GOAL: In the records below, could you change "gabled" to "pitched" in the part that opens with the line containing "the building wall." and closes with the line containing "[596,23,610,52]", leaving everything else unchanged and returning only those lines?

○ ○ ○ ○

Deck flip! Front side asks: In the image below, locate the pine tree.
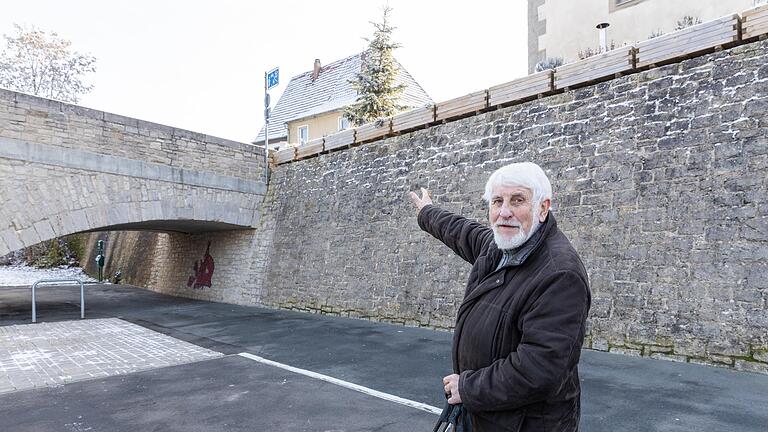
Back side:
[344,6,405,126]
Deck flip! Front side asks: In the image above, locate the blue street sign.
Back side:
[267,68,280,90]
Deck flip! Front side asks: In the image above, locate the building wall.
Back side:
[261,41,768,372]
[72,40,768,373]
[528,0,754,72]
[288,111,343,144]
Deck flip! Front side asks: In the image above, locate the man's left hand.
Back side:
[443,374,461,405]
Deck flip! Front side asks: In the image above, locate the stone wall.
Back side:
[258,41,768,372]
[0,89,266,256]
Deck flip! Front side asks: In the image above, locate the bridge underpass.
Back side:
[0,90,267,303]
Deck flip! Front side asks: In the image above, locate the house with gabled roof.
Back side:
[254,52,433,148]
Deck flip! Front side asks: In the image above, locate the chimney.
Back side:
[312,59,321,82]
[596,23,610,52]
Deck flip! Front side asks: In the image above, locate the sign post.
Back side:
[264,68,280,184]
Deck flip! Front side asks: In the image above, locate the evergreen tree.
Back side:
[344,6,405,126]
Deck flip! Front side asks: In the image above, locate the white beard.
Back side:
[493,207,541,250]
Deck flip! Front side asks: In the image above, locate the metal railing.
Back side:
[32,279,85,323]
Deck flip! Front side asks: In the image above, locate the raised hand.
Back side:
[409,188,432,211]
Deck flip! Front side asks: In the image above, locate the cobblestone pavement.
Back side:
[0,318,223,394]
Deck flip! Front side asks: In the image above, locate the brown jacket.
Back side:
[418,205,591,432]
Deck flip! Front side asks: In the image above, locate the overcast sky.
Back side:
[0,0,527,142]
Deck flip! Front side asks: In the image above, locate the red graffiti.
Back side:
[187,242,214,288]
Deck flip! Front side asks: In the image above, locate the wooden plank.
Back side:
[488,70,553,106]
[555,46,634,79]
[392,105,435,132]
[635,15,739,50]
[555,47,633,89]
[636,25,738,53]
[637,31,738,67]
[325,129,355,151]
[435,90,488,120]
[296,138,323,159]
[273,146,296,165]
[635,24,738,58]
[635,15,739,67]
[741,5,768,39]
[355,118,392,143]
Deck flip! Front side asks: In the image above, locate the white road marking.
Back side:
[238,353,443,415]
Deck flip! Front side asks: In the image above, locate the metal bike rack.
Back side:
[32,279,85,323]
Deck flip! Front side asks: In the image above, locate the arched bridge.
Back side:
[0,89,266,256]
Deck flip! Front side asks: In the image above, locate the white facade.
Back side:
[528,0,765,72]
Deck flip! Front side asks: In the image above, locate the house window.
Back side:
[608,0,645,12]
[298,125,309,144]
[339,116,349,130]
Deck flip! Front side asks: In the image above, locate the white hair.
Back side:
[483,162,552,204]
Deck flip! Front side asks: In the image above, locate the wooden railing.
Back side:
[272,5,768,164]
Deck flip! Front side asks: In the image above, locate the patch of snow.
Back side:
[0,265,97,286]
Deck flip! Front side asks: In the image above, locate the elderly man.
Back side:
[410,162,591,432]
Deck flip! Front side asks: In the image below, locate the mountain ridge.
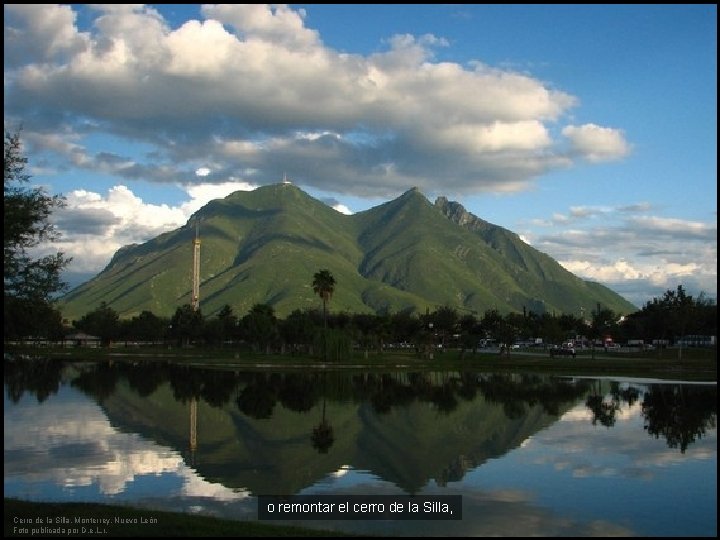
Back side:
[60,183,636,319]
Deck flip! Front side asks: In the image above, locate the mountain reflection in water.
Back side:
[5,360,717,535]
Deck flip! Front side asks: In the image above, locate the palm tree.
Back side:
[313,270,335,328]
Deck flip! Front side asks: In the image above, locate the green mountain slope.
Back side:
[61,184,636,320]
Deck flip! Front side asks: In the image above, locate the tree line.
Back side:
[6,286,717,355]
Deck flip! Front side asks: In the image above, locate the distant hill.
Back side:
[60,183,636,320]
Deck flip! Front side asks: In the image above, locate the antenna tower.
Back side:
[190,220,200,311]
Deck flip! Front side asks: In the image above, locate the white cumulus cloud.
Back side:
[562,124,630,162]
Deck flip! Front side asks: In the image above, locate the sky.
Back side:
[4,4,717,307]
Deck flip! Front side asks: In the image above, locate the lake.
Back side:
[4,360,717,536]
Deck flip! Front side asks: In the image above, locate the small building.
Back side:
[63,332,100,349]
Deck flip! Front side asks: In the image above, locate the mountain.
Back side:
[60,183,636,320]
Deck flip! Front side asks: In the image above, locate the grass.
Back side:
[4,499,348,537]
[6,347,717,381]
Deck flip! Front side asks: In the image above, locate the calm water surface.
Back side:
[4,362,717,536]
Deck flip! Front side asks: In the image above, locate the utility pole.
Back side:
[190,220,200,311]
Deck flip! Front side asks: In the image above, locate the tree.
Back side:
[242,304,279,353]
[3,131,70,302]
[312,270,335,328]
[73,302,120,347]
[170,304,205,347]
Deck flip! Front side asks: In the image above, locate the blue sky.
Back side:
[4,4,717,306]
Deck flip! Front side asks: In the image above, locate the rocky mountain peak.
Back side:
[435,196,488,230]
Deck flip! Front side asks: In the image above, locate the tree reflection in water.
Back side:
[642,384,717,453]
[4,357,717,458]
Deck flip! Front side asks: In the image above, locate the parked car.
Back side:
[550,345,575,358]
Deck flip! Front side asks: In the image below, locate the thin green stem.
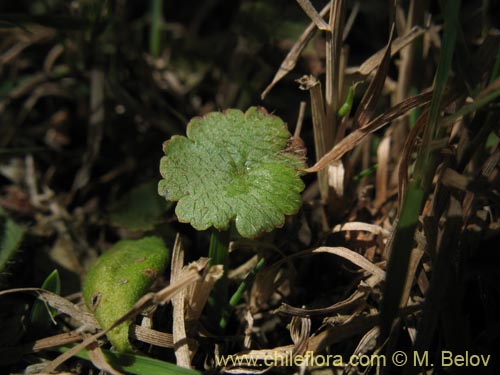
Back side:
[207,229,229,330]
[219,258,266,329]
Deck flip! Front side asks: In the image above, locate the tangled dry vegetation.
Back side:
[0,0,500,374]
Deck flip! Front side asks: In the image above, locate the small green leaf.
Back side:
[110,181,168,232]
[82,237,168,351]
[158,107,305,238]
[0,207,24,272]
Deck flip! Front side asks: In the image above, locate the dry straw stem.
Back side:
[304,92,432,173]
[261,3,331,99]
[350,26,425,76]
[354,24,394,128]
[225,305,421,374]
[323,0,346,128]
[86,342,124,375]
[275,246,385,316]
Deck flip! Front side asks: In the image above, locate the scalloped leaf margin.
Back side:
[158,107,305,238]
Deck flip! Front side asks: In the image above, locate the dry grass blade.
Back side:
[274,291,366,317]
[297,0,330,31]
[398,109,429,207]
[170,234,191,368]
[374,132,391,207]
[31,331,83,352]
[0,288,99,328]
[261,3,330,99]
[304,92,432,173]
[356,26,425,75]
[87,343,123,375]
[129,324,174,348]
[325,0,346,121]
[44,269,202,373]
[332,221,391,237]
[185,258,224,324]
[354,23,395,128]
[71,68,105,194]
[297,76,333,202]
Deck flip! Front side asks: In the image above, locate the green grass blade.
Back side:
[380,0,460,339]
[55,346,201,375]
[0,207,24,272]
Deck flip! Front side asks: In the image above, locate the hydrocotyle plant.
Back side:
[158,107,305,238]
[82,236,168,352]
[158,107,305,331]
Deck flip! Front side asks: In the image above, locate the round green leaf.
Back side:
[158,107,305,238]
[82,237,168,351]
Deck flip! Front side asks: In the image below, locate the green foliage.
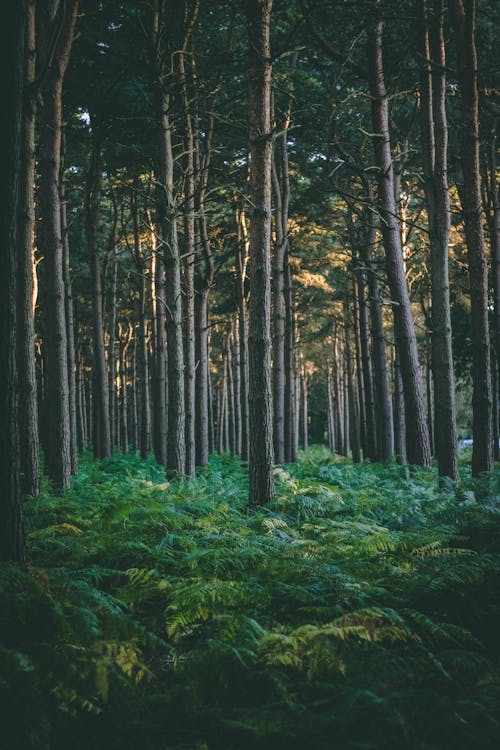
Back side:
[0,448,500,750]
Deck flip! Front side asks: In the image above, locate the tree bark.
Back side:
[245,0,274,505]
[37,0,78,489]
[85,126,111,458]
[0,0,26,563]
[60,142,78,476]
[361,200,393,463]
[450,0,493,476]
[418,0,458,481]
[18,0,40,497]
[369,7,431,466]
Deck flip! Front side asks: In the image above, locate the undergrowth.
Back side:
[0,448,500,750]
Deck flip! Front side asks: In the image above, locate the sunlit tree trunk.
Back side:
[85,126,111,458]
[18,0,40,497]
[0,0,26,562]
[369,5,431,466]
[245,0,274,505]
[418,0,458,481]
[37,0,77,488]
[450,0,492,476]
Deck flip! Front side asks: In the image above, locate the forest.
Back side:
[0,0,500,750]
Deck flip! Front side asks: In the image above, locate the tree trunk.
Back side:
[37,0,77,489]
[361,203,393,463]
[17,0,40,497]
[60,145,78,476]
[231,319,242,456]
[245,0,274,505]
[85,128,111,458]
[283,253,297,463]
[356,253,377,461]
[450,0,493,477]
[369,5,431,466]
[108,244,120,452]
[393,352,408,465]
[272,140,288,464]
[418,0,458,481]
[236,211,249,461]
[149,216,167,466]
[158,91,186,476]
[0,0,26,563]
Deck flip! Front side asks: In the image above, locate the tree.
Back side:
[450,0,493,476]
[368,0,431,466]
[245,0,274,505]
[418,0,458,481]
[37,0,78,488]
[0,0,27,562]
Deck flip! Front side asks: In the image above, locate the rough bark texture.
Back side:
[151,217,167,466]
[369,5,431,466]
[245,0,274,505]
[37,0,77,488]
[18,0,40,497]
[179,50,196,476]
[418,0,458,481]
[158,93,186,476]
[236,211,248,461]
[450,0,492,476]
[356,253,377,461]
[85,131,111,458]
[0,0,26,562]
[60,143,78,476]
[361,200,393,462]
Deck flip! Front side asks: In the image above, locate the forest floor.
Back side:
[0,447,500,750]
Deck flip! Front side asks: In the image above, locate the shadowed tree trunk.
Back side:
[245,0,274,505]
[369,5,431,466]
[236,210,248,461]
[361,200,393,463]
[18,0,40,497]
[37,0,77,488]
[0,0,26,562]
[85,121,111,458]
[61,163,78,475]
[450,0,492,476]
[418,0,458,481]
[393,352,408,464]
[483,126,500,461]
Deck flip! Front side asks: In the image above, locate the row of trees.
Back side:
[0,0,500,559]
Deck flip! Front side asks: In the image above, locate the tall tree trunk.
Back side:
[344,297,361,464]
[178,50,196,476]
[356,250,377,461]
[231,319,242,456]
[393,351,408,464]
[0,0,26,562]
[300,367,309,451]
[108,242,119,452]
[148,215,167,466]
[236,211,249,461]
[483,125,500,461]
[85,128,111,458]
[60,140,78,475]
[158,92,186,476]
[17,0,40,497]
[450,0,492,476]
[245,0,274,505]
[369,5,431,466]
[283,250,297,463]
[37,0,78,488]
[272,138,288,464]
[418,0,458,481]
[361,201,393,463]
[130,188,151,459]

○ ○ ○ ○

RESULT OF THIS EXERCISE:
Deck flip! Front side asks: In the image above, locate the building wall.
Back side:
[261,41,768,372]
[72,40,768,373]
[528,0,754,72]
[288,111,343,144]
Deck flip! Front side asks: In the image above, locate the man's left hand.
Back side:
[443,374,461,405]
Deck flip! Front side asks: In the image above, locate the stone wall.
Back side:
[258,41,768,372]
[0,89,266,256]
Deck flip! Front side asks: In the image above, locate the bridge underpass.
Back side:
[0,90,267,303]
Deck flip! Front side asks: In the image above, locate the house with pitched roof.
Back side:
[254,52,433,148]
Deck flip! Front side asks: In the image above, locate the chimney.
Back side:
[312,59,321,82]
[596,23,610,52]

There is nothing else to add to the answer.